#### What this task involves:
When transcribing the entries, keep each one exactly as it is.

(Dataset records Opens)

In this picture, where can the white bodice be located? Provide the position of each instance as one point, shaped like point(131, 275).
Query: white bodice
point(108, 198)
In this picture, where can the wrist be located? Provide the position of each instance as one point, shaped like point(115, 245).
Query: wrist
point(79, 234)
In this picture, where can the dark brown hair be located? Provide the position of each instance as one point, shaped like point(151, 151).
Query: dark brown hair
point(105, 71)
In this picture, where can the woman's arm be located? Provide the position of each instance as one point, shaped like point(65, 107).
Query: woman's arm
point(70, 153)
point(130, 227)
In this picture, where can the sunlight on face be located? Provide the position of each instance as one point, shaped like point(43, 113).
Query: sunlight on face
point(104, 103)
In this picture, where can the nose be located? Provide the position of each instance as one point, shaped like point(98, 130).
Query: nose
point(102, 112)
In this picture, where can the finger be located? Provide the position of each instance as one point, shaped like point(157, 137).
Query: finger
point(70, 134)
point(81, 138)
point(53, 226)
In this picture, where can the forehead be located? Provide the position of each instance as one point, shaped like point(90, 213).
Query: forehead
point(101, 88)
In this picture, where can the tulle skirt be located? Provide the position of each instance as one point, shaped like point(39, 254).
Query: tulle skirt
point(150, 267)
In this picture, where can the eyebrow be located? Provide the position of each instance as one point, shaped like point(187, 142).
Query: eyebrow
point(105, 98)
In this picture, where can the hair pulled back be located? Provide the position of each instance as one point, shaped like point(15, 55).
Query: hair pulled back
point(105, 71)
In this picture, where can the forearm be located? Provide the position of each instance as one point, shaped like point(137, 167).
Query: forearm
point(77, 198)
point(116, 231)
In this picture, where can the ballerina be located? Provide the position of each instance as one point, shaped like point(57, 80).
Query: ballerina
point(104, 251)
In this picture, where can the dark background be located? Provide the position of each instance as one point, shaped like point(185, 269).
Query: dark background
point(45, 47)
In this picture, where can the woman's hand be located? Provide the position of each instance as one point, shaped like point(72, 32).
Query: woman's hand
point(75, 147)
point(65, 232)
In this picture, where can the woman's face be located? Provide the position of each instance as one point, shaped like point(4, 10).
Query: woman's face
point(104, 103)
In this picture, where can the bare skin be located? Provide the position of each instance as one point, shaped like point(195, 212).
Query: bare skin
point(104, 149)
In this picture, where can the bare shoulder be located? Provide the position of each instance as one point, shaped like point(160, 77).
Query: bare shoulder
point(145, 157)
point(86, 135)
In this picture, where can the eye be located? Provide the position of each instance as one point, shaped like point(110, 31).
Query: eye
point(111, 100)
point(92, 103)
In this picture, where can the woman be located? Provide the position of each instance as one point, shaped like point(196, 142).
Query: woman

(Dataset records Closes)

#### Task output:
In this picture, where can the white bodice be located? Provide the position of each instance as one point, shaped like point(131, 275).
Query: white bodice
point(108, 198)
In this picture, where can the wrist be located? Provide the position of each instance as one point, shaped like point(115, 245).
Query: wrist
point(79, 234)
In this picture, where can the dark brown hair be located? Provide the position of each instance as one point, shaped like point(151, 151).
Query: dark brown hair
point(105, 71)
In this picture, where can the woman's arm be located? Provide the position of each instance as one point, shaped like point(65, 107).
Query: woman's arm
point(70, 153)
point(130, 227)
In this picture, where can the sunlight on face be located? Provide the position of each instance as one point, shaped like point(43, 113).
Query: sunlight on face
point(104, 103)
In this picture, where can the nose be located? Provide the position of each instance as one point, shaped like point(98, 130).
Query: nose
point(102, 112)
In this picture, where can the finger be located? Provide the position of each instance as one point, shaped like point(157, 137).
Query: finger
point(70, 134)
point(81, 138)
point(53, 226)
In this picture, where can the forehead be located? Provide the position of each instance as one point, shaped like point(90, 213).
Query: forehead
point(101, 88)
In this picture, where can the tulle skirt be located? Provide the position of each instance as one point, shaped like point(39, 254).
Query: tulle skirt
point(150, 267)
In this picture, where can the eyebrow be located? Provide the position of each instance as one point, shaped like point(187, 142).
Query: eyebrow
point(105, 98)
In this picture, where can the hair pulled back be located? Provide the position of each instance as one point, shaped like point(15, 55).
Query: hair pulled back
point(105, 71)
In this picture, where can the forearm be located? Provide the position of each instance as one point, shaped like point(137, 167).
Query: forearm
point(77, 198)
point(116, 231)
In this picture, where can the ballerina be located? Provide the position of each instance as one point, shaped like point(57, 80).
Query: ballerina
point(104, 251)
In this picture, where can the dark background be located? Provide the position of each instance as one point, shaped like point(185, 269).
Query: dark background
point(45, 47)
In this picture, where can the woman's hand be located? Provide the position of each instance as one point, shaped like point(72, 32).
Query: woman's hand
point(75, 147)
point(65, 232)
In this picture, where can the woman's face be located? Provide the position of each instance as one point, shaped like point(4, 10).
Query: woman's face
point(104, 103)
In this picture, where can the bare skin be located? Provide the position of each instance as one point, shaped like point(195, 212).
Query: bare skin
point(104, 149)
In this picture, where can the bare shoulder be located? Provide the position of each instance as one point, shaped like point(160, 77).
Query: bare shoulder
point(145, 157)
point(86, 135)
In this picture, where can the eye be located? Provide the position of each instance as one point, shaped like point(110, 31).
Query: eye
point(111, 100)
point(92, 103)
In this picture, where can the woman be located? Provide the position of each instance as one point, shaped like point(196, 142).
Query: woman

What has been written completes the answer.